QUESITO ASSEGNATO A. Individui nell'elenco e trascriva ogni riga che contiene la stringa "Target", tenendo conto della distinzione tra maiuscole e minuscole.

ESTRATTO FORNITO.
I discorsi più belli di Robert Kennedy (parte 2): libertà e responsabilità

<<Come vorrebbe essere ricordato? Cosa vorrebbe che dicesse
la prima riga del suo necrologio?>>

<<Qualcosa a proposito del fatto che ho dato un contributo
o al mio paese o a quelli che erano più bisognosi.
Penso ancora a ciò che Camus scrisse.
“Forse non possiamo impedire a questo mondo di essere
un mondo in cui i bambini soffrono.
Ma possiamo diminuire il numero di bambini che soffrono.
E se non ci aiuti tu, chi altro al mondo può aiutarci?”
Mi piacerebbe sapere che ho fatto qualcosa per diminuire quelle sofferenze.>>

(Intervista a David Frost, maggio 1968)

DATI MOSTRATI.
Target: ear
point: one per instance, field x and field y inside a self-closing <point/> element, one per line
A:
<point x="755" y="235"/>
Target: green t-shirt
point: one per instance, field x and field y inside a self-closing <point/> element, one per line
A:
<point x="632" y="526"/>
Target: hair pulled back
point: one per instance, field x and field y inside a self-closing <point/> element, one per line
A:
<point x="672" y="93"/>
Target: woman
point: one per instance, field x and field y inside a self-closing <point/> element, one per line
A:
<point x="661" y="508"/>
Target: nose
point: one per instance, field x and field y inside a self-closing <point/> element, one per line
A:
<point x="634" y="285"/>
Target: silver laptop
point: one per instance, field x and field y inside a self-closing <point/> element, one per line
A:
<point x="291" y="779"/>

QUESITO ASSEGNATO B. Nell'estratto fornito, per quale ragione l'intervistato parla di diminuire le sofferenze dei bambini anziché di impedirle? Risponda in una o due frasi.

SOLUZIONE DELL'ESERCIZIO A.
Target: ear
Target: green t-shirt
Target: hair pulled back
Target: woman
Target: nose
Target: silver laptop

SOLUZIONE DELL'ESERCIZIO B. Citando Camus, l'intervistato osserva che forse non è possibile impedire che il mondo sia un luogo in cui i bambini soffrono, ma è possibile diminuire il numero di quelli che soffrono. Per questo vorrebbe sapere di aver fatto qualcosa per ridurre quelle sofferenze.